[Position annotation records]
----

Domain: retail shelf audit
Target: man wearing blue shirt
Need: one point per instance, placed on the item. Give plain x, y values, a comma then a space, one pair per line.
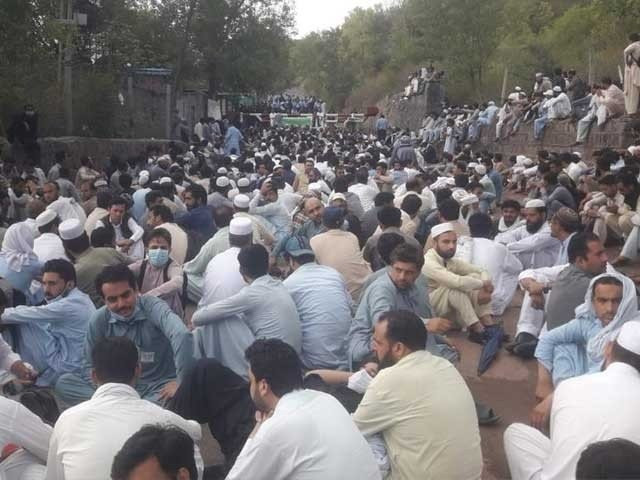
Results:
51, 336
164, 343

----

# [Exercise instructions]
Please write out every line of the material above word for word, leaving the pictures out.

# [Result]
Domain: retail shelf audit
Target: man wearing blue shirt
Need: one point per instance, placed on the item. Give plain x, y values, a comma then a space, one pair per line.
Results:
51, 336
164, 343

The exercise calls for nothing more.